THE EXERCISE:
Copy every one of the records below word for word, omitting the pictures.
══ PROVIDED MATERIAL
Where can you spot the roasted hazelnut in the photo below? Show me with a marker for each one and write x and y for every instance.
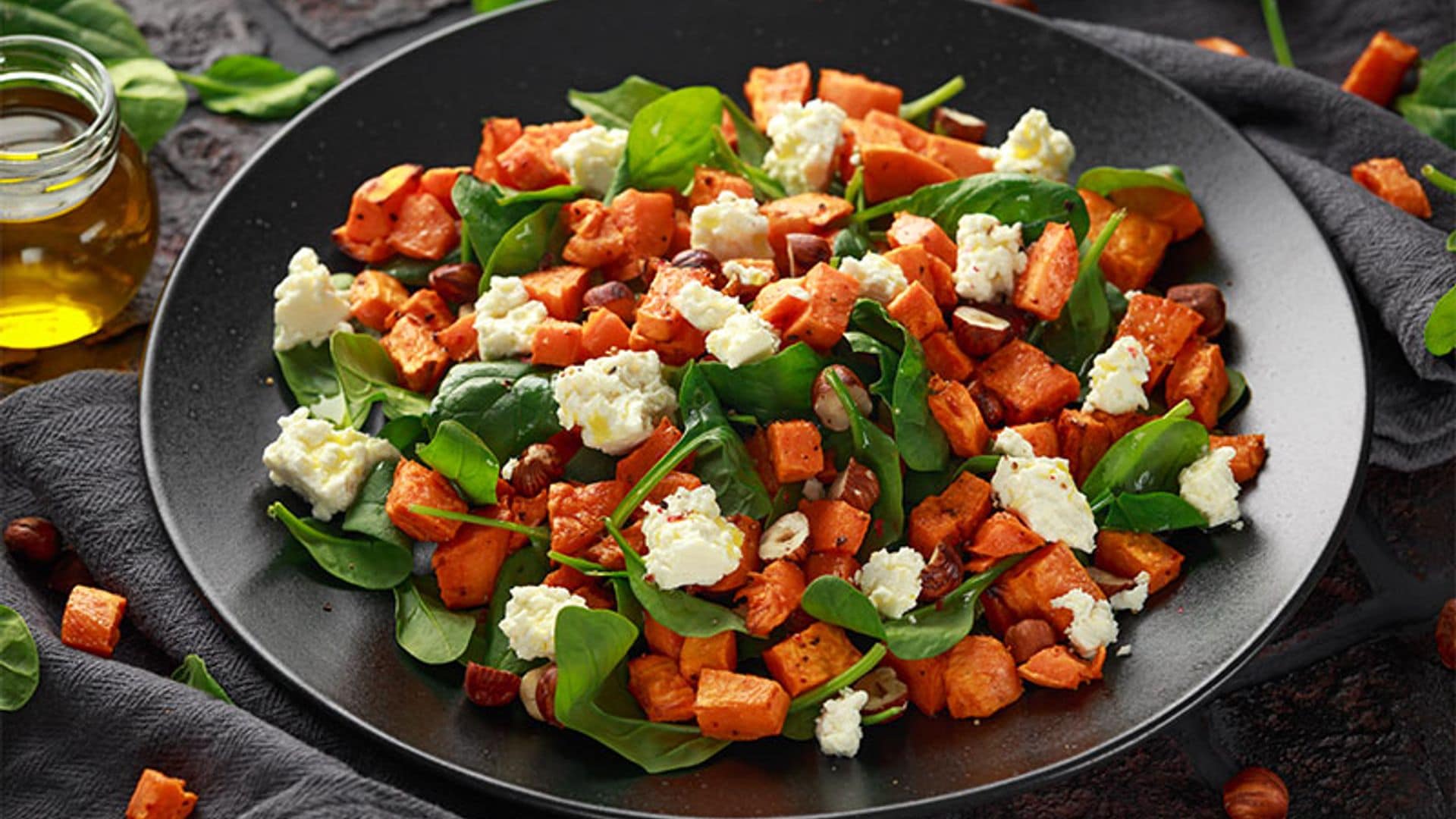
(827, 404)
(456, 283)
(1256, 793)
(1204, 297)
(34, 539)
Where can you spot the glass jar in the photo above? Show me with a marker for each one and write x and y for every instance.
(77, 206)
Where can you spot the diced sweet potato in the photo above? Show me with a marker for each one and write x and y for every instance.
(739, 706)
(1130, 553)
(981, 678)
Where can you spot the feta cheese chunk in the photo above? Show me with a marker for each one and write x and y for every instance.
(1117, 378)
(530, 620)
(1092, 623)
(892, 580)
(590, 158)
(308, 308)
(1043, 493)
(880, 279)
(617, 400)
(689, 542)
(837, 726)
(987, 257)
(1034, 148)
(506, 318)
(1207, 484)
(731, 228)
(322, 464)
(804, 140)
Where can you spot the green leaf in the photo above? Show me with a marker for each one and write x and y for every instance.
(425, 629)
(19, 662)
(149, 98)
(360, 561)
(457, 453)
(259, 88)
(193, 673)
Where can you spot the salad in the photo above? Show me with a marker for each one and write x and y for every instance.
(720, 425)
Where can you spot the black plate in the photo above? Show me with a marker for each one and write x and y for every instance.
(209, 409)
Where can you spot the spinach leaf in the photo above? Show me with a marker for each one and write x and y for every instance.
(457, 453)
(590, 649)
(364, 563)
(1009, 197)
(258, 86)
(424, 627)
(193, 673)
(19, 662)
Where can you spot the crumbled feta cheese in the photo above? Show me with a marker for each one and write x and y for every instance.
(590, 158)
(1117, 378)
(731, 228)
(804, 140)
(1036, 148)
(1207, 484)
(506, 318)
(1131, 599)
(743, 340)
(322, 464)
(837, 726)
(617, 400)
(892, 580)
(987, 257)
(689, 542)
(308, 306)
(880, 279)
(1043, 493)
(1092, 623)
(530, 620)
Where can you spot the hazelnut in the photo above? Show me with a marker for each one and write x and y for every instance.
(34, 539)
(827, 404)
(1207, 299)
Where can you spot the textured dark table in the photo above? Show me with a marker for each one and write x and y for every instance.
(1348, 703)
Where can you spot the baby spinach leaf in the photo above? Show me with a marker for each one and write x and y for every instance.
(424, 627)
(19, 662)
(590, 648)
(457, 453)
(193, 673)
(360, 561)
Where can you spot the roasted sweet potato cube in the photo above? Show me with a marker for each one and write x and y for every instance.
(739, 706)
(981, 678)
(1128, 553)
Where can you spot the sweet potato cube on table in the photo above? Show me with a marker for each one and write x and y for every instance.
(810, 657)
(981, 678)
(92, 620)
(1128, 553)
(660, 689)
(739, 706)
(417, 484)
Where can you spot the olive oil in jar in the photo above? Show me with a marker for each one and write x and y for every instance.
(77, 207)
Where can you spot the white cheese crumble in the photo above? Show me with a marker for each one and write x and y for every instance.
(1207, 484)
(689, 542)
(804, 140)
(987, 257)
(892, 580)
(1092, 623)
(1043, 493)
(1117, 378)
(530, 620)
(308, 306)
(322, 464)
(731, 228)
(837, 726)
(617, 400)
(590, 156)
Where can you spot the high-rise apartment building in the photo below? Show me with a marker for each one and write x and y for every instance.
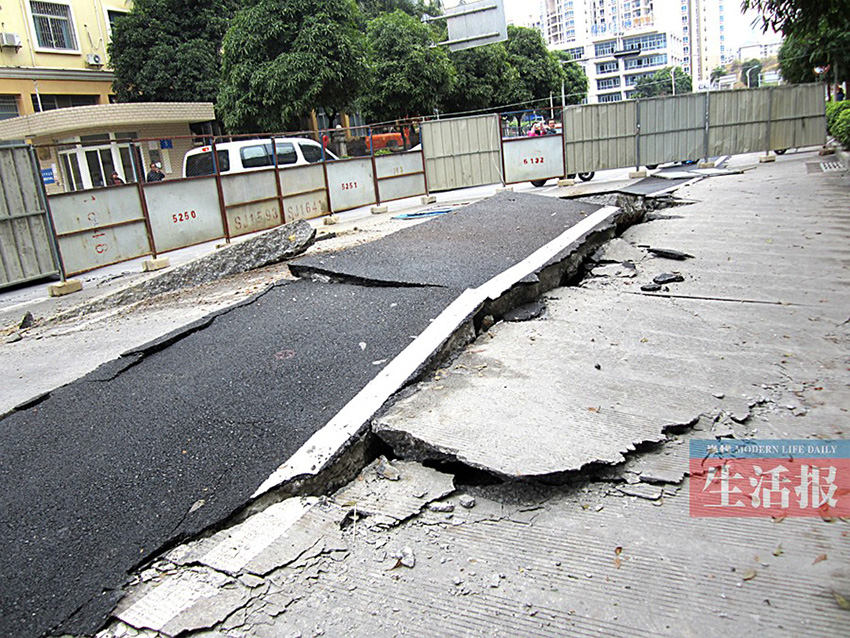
════
SOLUTION FOR THIS PROBLEM:
Where can you spot the roasted hazelnut in the photo below? Show me with a marker for each one and write x and y for every instance.
(827, 404)
(456, 283)
(1256, 793)
(1204, 297)
(34, 539)
Where can you spot the glass jar in the photo above? Show me with a marker for each one and write x and y for every instance.
(77, 206)
Where can you spot the diced sweet potato in the photo above? Show me with a marker for each one and write x and y for every instance.
(739, 706)
(1130, 553)
(981, 678)
Where can you spot the feta cheese chunk in the photo above? Show me with a marker for each one and write x and y for every instance.
(1117, 378)
(530, 620)
(1092, 623)
(892, 580)
(590, 158)
(308, 308)
(1043, 493)
(880, 279)
(617, 400)
(689, 542)
(837, 726)
(987, 257)
(1034, 148)
(506, 318)
(1207, 484)
(731, 228)
(322, 464)
(804, 140)
Where can you spot the green leaf in the photo above? Show me with a marker for each one and write x and y for every instance.
(425, 629)
(19, 662)
(149, 98)
(360, 561)
(457, 453)
(259, 88)
(193, 673)
Where can you spot the salad in the photo above? Show me with a marker for each one and write x and y for every instance.
(720, 425)
Where can you spot the black plate in the photo above? Show me with a marker for each one and write x and y for every instance.
(209, 409)
Where can you spot the spinach leaf in the photo above? Show me with a marker for each one and write x and y for every instance.
(457, 453)
(590, 649)
(364, 563)
(1009, 197)
(258, 86)
(424, 627)
(193, 673)
(19, 662)
Where can you spot the crumbled feta cheese in the photo above? Show me with a marker for each one and write x and y for every instance.
(590, 158)
(1117, 378)
(731, 228)
(804, 140)
(1036, 148)
(1207, 484)
(506, 318)
(1131, 599)
(743, 340)
(322, 464)
(837, 726)
(617, 400)
(892, 580)
(987, 257)
(689, 542)
(308, 306)
(880, 279)
(1043, 493)
(1092, 623)
(530, 620)
Where can you spot the hazelnut in the photo above? Show me with a marker for each one and write x and y for every instance.
(34, 539)
(827, 404)
(1207, 299)
Where can you spot the textured dark table in the photo above? Show me with a marker for each one and write x and y for every instance.
(1348, 703)
Where can you spot the baby spinach leaf in the photo above? Show me with a marker for each one and write x and y for every instance.
(424, 627)
(19, 662)
(590, 648)
(457, 453)
(193, 673)
(360, 561)
Where can you spot the roasted sweet potato cube in the photo above? Show me with a marker for each one and write x and y for every instance.
(739, 706)
(981, 678)
(1128, 553)
Where can you spot the sweet potato cube on table in the photo above? Show me with a marker for each one and write x and y for every instance.
(810, 657)
(981, 678)
(92, 620)
(1128, 553)
(660, 689)
(739, 706)
(417, 484)
Where can you spot the olive oil in jar in the photo above? Show me with a marker for each one and write x and y for every instance.
(77, 207)
Where can you spot the white cheese crumble in the photo above? Show me with a marker for each one and write x and y for every instance.
(1207, 484)
(689, 542)
(804, 140)
(987, 257)
(892, 580)
(1092, 623)
(1043, 493)
(1117, 378)
(530, 620)
(308, 306)
(322, 464)
(731, 228)
(837, 726)
(617, 400)
(590, 156)
Where can you spot the high-rise apartment building in the photo below? Show me with a marker for each one and write x and y for every instance.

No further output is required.